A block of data
↓↓↓
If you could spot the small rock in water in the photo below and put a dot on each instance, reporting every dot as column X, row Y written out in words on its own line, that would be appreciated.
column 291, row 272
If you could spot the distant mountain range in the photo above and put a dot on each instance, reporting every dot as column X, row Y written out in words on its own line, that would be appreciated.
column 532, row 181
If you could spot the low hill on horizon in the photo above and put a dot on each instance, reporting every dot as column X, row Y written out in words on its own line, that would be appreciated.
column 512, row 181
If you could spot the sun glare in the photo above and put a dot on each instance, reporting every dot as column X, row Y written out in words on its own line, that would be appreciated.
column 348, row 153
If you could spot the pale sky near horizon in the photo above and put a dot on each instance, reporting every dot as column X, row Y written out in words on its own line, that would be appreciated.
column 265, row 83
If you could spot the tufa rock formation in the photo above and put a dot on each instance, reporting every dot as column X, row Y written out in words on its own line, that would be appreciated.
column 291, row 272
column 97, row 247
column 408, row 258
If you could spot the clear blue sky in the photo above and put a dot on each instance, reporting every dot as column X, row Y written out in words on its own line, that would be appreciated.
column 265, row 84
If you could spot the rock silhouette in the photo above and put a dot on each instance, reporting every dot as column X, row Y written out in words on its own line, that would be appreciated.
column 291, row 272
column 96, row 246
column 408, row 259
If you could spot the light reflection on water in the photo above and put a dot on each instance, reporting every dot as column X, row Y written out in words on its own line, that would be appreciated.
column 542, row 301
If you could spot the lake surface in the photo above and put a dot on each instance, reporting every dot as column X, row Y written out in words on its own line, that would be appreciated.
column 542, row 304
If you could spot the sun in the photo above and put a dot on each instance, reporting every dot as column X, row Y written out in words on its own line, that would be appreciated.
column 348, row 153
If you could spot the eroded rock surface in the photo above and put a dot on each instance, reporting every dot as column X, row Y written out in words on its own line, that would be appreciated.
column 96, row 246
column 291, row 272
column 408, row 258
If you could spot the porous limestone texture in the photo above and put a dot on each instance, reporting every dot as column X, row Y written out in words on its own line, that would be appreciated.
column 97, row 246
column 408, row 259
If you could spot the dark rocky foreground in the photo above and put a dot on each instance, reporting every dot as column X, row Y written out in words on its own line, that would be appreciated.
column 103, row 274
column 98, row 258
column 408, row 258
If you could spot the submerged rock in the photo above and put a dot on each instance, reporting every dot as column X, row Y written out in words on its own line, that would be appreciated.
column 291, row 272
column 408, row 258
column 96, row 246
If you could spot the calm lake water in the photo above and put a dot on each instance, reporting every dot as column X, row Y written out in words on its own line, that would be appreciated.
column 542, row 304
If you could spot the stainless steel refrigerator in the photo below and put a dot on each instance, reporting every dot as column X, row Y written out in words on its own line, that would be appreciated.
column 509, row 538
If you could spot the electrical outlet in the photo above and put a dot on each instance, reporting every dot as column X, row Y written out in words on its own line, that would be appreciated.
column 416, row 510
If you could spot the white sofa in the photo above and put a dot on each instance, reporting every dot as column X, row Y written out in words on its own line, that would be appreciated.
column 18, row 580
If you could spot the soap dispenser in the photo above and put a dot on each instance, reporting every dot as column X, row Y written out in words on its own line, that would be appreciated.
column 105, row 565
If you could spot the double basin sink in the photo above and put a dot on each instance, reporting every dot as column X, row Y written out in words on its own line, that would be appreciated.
↑↑↑
Short problem: Copy every line of the material, please, keeping it exactly the same.

Expected output:
If you could spot the small rock in water in the photo below and put a dot on each instance, reporting every dot as column X, row Y written out in words on its own line, that would be appreciated.
column 291, row 272
If you could spot the distant mountain range in the photo above and put a dot on each instance, reporting every dot as column X, row Y written out in words on its own line, that would be appreciated.
column 532, row 181
If you could spot the low hill on horizon in the photo above and put a dot on each instance, reporting every dot as column X, row Y written out in words on its own line, that would be appreciated.
column 512, row 181
If you could spot the sun glare in the photo above and put a dot on each instance, reporting every dot as column X, row Y written out in words on its own line, that would be appreciated.
column 348, row 153
If you could spot the pale sky near horizon in the photo above and put a dot on each instance, reporting every dot as column X, row Y written out in words on its own line, that would be appreciated.
column 265, row 83
If you could spot the tufa rock formation in the photo above and put a dot on each instance, reporting every dot as column X, row Y written out in words on its own line, that would be appreciated.
column 291, row 272
column 97, row 247
column 408, row 258
If you could spot the clear blue sky in the photo above and put a dot on each instance, reporting every dot as column X, row Y written out in words on its own line, that would be appreciated.
column 265, row 84
If you could spot the rock silhouette in the photo above and put a dot on each instance, reporting every dot as column X, row Y written out in words on its own line, that would be appreciated.
column 291, row 272
column 96, row 246
column 408, row 259
If you could spot the light reflection on water in the photo above and put a dot on each instance, reporting every dot as column X, row Y written out in words on its own line, that would be appreciated.
column 542, row 301
If you could spot the lake surface in the photo above and put a dot on each instance, reporting every dot as column X, row Y written out in words on its own line, that would be appreciated.
column 542, row 304
If you could spot the sun in the photo above and put a dot on each instance, reporting every dot as column X, row Y written out in words on its own line, that would be appreciated.
column 348, row 153
If you could spot the eroded rock surface in the photo above and put a dot on each instance, reporting every dot as column X, row Y written out in words on its own line, that would be appreciated.
column 96, row 246
column 291, row 272
column 408, row 258
If you could spot the porous limestone texture in the photo above and put a dot on each instance, reporting every dot as column X, row Y written out in words on its own line, that would be appreciated.
column 97, row 246
column 408, row 259
If you could spot the dark rocky foreground in the photo above and put a dot on each instance, reporting every dot as column X, row Y written out in words on its own line, that would be appreciated.
column 103, row 274
column 98, row 258
column 408, row 258
If you could spot the submerged rock in the photo above and put a dot on each instance, reporting every dot as column X, row Y written out in words on its own line, that would be appreciated.
column 291, row 272
column 408, row 258
column 96, row 246
If you could spot the calm lake water in the photo above and put a dot on each instance, reporting every dot as column X, row Y written out in words on its own line, that would be appreciated.
column 542, row 304
If you could spot the stainless steel refrigerator in the photo below and put a dot on each instance, reporting every dot as column X, row Y written out in words on its own line, that would be appreciated.
column 509, row 538
If you could spot the electrical outlet in the photo above and put a dot on each instance, reporting every dot as column X, row Y written out in words on its own line, that would be appreciated.
column 416, row 510
If you could spot the white sofa in the photo above and put a dot on each instance, reporting every dot as column X, row Y written out in words on its own line, that would be appreciated.
column 18, row 580
If you could spot the soap dispenser in the photo above and put a dot on each instance, reporting every dot as column X, row Y written out in words on its own line, that would be appreciated.
column 105, row 565
If you could spot the double basin sink in the photo above and put a dot on each instance, reporting every dot as column X, row Y written out in words on its own line, that would be appreciated.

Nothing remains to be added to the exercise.